- [BRIEF 1] List each distinct username that appears in a post header in the forum thread below.
[start of TEXT TO READ]
Sorry to hear you didn't get him  But the girl sounds like she must be loving, to have one with no feet !  
Hope the girl is there next time you go, third time lucky!


----------



## **TielHeart** (Jan 3, 2008)

Hopefully she'll be there next time!
I'm sorry you couldn't get him.


----------



## Aly (Jul 30, 2007)

Yea..here is a pic of the two that were there today..the lutino and a white face grey male. I took the pic with my phone so sorry if it's blurry..


----------



## **TielHeart** (Jan 3, 2008)

Ohh! I really like that whiteface grey male.


----------



## Mystry Mew (Jul 28, 2007)

That's harsh... I've been down that road (though I did eventually end up with the bird anyway... more on that in a bit) but y'know, while some people will buy a bird just because it's cute or whatever without knowing anything about it, a person who gets a handicapped bird probably does so because they don't care about having a "perfect" bird like so many people do, and they really want the bird to get the love it deserves. So this guy's probably in good hands, and hopefully you can see her again and keep in contact.  My budgie Bullet had to be rehomed, and that's how I ended up with him, but his old mommy still loves him a lot and always looks forward to seeing him and getting updates at the bird club.


----------



## Laura (Jul 30, 2007)

Babyluv12 said:


> Yea..here is a pic of the two that were there today..the lutino and a white face grey male. I took the pic with my phone so sorry if it's blurry..


there both so cute


----------



## Aly (Jul 30, 2007)
[end of TEXT TO READ]
[start of PROVIDED ENTRIES]
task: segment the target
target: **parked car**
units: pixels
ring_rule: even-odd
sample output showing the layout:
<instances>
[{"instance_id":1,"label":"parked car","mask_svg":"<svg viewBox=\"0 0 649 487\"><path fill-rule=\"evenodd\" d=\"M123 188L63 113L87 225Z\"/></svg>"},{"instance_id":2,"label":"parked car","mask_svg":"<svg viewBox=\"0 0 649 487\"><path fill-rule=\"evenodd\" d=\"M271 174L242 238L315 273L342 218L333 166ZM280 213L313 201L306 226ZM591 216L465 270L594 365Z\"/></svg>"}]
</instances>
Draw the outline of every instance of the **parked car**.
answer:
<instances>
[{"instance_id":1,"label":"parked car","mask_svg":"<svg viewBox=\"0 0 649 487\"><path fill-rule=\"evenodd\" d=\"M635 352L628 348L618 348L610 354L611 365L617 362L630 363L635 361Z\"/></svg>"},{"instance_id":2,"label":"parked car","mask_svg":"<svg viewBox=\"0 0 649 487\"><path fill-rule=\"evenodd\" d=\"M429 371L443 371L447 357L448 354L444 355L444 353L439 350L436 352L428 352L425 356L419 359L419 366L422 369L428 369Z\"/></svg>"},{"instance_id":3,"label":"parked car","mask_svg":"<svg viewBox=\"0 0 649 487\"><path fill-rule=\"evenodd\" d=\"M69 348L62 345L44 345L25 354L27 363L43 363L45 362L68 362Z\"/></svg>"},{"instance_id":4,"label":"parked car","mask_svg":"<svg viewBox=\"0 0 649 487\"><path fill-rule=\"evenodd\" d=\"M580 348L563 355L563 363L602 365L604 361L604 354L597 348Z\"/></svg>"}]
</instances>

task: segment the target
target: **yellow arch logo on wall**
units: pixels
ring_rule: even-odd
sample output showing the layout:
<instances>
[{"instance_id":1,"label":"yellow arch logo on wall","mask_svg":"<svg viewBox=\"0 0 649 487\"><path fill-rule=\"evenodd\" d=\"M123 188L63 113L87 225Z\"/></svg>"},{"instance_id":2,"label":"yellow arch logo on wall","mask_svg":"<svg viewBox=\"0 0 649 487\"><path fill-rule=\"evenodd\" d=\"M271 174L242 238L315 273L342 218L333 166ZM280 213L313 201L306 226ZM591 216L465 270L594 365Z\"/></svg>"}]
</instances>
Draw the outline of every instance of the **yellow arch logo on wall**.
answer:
[end of PROVIDED ENTRIES]
- [BRIEF 2] Count the lines of the records that contain the string "logo". Reply with the number alone.

- [PROBLEM SOLUTION 1] TielHeart, Aly, Mystry Mew, Laura

- [PROBLEM SOLUTION 2] 3